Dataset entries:
━━━━━━━━━━━━━━━━━━━━

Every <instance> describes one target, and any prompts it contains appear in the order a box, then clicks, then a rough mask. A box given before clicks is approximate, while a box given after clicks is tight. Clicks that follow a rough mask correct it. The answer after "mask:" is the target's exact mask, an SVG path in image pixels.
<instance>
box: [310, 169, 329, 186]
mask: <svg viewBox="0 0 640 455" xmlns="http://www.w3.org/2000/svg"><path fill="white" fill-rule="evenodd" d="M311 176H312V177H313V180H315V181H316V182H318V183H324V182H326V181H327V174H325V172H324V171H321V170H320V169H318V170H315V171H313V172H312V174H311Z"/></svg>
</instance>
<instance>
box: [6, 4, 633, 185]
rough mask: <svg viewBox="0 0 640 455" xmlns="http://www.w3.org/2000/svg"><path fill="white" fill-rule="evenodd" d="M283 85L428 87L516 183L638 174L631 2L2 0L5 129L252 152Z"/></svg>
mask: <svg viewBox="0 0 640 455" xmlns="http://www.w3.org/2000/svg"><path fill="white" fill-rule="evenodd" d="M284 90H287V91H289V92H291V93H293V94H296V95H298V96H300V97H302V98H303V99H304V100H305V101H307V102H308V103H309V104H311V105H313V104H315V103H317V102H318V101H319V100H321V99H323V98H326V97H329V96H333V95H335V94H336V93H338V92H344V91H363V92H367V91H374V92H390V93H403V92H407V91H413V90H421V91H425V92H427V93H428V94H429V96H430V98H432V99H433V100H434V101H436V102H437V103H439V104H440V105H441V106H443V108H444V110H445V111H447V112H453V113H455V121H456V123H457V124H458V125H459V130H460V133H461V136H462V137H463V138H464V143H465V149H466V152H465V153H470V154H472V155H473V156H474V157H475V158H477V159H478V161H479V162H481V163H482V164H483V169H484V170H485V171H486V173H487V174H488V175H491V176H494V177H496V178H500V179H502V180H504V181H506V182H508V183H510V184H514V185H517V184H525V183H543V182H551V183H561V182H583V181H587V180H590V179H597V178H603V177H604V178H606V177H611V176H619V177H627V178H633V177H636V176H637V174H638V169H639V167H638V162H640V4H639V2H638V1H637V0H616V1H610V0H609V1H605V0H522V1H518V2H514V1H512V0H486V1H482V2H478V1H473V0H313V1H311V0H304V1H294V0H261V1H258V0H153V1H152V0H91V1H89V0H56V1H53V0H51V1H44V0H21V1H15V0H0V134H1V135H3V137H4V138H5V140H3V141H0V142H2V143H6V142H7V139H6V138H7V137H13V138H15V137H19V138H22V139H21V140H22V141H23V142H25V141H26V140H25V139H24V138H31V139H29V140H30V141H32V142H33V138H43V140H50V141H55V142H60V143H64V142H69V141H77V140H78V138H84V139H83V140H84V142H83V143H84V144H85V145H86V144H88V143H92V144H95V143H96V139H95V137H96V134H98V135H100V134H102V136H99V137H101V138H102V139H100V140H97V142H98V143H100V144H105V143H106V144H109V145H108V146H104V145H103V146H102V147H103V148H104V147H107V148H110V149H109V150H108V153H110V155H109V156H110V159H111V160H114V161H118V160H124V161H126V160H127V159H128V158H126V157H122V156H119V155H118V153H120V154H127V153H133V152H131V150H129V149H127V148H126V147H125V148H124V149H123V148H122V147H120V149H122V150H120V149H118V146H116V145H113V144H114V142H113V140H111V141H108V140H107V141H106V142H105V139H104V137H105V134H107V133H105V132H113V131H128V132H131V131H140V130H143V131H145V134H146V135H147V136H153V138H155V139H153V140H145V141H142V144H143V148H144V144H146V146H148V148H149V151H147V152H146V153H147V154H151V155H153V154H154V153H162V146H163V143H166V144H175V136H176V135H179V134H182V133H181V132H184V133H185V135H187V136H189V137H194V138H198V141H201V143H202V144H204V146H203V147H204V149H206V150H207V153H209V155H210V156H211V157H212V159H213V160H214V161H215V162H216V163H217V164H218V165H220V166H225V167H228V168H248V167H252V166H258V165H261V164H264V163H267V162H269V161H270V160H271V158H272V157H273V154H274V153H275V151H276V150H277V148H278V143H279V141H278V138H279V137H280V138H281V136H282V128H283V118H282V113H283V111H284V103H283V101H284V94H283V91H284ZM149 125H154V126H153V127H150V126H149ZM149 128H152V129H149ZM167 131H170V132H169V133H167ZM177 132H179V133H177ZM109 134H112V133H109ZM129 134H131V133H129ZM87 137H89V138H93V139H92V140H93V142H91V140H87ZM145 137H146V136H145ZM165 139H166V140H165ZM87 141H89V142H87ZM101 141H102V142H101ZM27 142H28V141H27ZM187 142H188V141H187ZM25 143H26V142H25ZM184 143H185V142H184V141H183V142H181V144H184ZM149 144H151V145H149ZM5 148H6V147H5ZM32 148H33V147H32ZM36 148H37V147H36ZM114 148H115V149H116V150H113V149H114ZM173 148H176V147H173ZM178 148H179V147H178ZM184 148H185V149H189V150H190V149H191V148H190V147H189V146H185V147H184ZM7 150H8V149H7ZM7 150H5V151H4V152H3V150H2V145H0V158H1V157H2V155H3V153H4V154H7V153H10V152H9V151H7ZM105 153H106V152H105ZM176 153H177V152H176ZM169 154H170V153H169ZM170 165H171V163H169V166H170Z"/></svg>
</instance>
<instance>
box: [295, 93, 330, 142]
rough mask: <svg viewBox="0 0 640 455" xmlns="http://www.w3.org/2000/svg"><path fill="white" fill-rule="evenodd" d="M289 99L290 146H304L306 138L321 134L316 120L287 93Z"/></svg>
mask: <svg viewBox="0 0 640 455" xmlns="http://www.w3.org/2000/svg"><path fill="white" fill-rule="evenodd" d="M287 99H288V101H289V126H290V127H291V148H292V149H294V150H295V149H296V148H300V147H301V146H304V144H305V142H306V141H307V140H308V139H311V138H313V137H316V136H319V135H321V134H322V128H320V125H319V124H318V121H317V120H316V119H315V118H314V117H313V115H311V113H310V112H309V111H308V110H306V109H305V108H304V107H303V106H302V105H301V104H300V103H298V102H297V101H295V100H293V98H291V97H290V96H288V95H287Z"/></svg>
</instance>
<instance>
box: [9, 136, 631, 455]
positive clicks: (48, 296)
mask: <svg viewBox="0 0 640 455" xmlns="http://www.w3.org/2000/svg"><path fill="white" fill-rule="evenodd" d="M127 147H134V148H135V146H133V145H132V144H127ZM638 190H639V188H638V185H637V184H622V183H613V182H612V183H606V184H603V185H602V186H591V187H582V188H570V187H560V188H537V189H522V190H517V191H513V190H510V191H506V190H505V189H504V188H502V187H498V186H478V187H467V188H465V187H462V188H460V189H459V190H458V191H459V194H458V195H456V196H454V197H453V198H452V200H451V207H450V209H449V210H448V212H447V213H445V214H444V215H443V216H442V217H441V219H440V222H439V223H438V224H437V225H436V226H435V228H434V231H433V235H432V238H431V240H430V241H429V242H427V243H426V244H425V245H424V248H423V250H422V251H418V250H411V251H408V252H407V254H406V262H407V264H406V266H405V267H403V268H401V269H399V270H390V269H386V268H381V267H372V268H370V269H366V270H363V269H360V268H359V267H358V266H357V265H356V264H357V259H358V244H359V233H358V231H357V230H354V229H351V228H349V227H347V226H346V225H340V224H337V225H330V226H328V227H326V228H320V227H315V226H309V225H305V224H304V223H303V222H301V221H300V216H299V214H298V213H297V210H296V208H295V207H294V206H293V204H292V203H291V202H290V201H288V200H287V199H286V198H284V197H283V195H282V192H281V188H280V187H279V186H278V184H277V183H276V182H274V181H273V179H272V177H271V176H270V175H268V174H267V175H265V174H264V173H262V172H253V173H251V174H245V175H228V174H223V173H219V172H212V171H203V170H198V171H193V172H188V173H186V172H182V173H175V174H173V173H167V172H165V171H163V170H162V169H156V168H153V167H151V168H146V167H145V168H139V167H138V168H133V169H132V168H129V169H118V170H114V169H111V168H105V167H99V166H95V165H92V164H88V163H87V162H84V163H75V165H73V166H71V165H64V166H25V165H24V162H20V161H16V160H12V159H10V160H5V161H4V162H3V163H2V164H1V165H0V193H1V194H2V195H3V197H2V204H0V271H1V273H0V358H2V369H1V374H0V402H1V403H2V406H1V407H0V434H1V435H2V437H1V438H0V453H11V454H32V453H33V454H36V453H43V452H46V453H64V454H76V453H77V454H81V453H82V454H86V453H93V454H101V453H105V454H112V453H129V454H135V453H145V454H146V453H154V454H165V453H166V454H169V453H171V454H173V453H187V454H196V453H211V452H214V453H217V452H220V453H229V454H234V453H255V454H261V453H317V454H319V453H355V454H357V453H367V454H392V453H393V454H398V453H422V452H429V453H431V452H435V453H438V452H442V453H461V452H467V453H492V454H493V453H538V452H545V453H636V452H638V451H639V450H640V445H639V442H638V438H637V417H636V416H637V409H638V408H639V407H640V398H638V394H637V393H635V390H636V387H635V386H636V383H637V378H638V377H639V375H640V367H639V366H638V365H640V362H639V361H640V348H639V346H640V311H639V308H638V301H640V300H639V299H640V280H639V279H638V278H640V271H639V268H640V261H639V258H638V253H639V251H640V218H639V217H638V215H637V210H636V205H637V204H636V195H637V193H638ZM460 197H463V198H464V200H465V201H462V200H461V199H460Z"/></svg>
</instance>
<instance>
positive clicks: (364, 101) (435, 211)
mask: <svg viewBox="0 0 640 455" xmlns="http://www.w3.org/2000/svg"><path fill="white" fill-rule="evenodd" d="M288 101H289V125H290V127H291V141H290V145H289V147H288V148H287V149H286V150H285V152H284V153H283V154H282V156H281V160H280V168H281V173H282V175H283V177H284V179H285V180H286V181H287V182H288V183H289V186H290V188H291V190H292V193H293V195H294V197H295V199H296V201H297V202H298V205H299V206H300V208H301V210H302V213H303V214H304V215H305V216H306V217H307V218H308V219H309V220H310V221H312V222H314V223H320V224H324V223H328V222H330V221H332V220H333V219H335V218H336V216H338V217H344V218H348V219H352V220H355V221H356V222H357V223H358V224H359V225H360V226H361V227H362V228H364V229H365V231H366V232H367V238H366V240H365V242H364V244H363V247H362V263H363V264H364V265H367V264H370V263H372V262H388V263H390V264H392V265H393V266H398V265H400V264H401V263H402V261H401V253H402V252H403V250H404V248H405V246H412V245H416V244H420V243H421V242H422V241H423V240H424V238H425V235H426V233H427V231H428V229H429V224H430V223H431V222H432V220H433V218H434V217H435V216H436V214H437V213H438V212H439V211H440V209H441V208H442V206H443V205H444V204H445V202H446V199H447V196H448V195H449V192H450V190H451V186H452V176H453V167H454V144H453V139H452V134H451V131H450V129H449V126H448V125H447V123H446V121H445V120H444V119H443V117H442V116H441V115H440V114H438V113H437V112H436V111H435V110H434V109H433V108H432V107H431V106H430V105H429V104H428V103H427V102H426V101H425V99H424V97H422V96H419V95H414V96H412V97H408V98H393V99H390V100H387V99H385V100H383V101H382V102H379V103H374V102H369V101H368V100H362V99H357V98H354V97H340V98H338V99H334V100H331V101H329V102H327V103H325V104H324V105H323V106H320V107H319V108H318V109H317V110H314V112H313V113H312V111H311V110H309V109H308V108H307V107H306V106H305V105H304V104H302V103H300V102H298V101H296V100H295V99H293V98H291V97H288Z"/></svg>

━━━━━━━━━━━━━━━━━━━━

* _YOUR INSTRUCTIONS_
Look above for the line that contains "99L290 146H304L306 138L321". Starting there, transcribe every line exactly until you have copied the line that contains "box: [9, 136, 631, 455]".

* _RESULT OF THE EXERCISE_
rough mask: <svg viewBox="0 0 640 455" xmlns="http://www.w3.org/2000/svg"><path fill="white" fill-rule="evenodd" d="M289 99L290 146H304L306 138L321 134L316 120L287 93Z"/></svg>
mask: <svg viewBox="0 0 640 455" xmlns="http://www.w3.org/2000/svg"><path fill="white" fill-rule="evenodd" d="M287 99H288V101H289V126H290V127H291V148H292V149H294V150H295V149H296V148H300V147H301V146H304V144H305V142H306V141H307V140H308V139H311V138H313V137H316V136H319V135H321V134H322V128H320V125H319V124H318V121H317V120H316V119H315V118H314V117H313V115H311V113H310V112H309V111H308V110H306V109H305V108H304V107H303V106H302V105H301V104H300V103H298V102H297V101H295V100H293V98H291V97H290V96H288V95H287Z"/></svg>
</instance>
<instance>
box: [9, 136, 631, 455]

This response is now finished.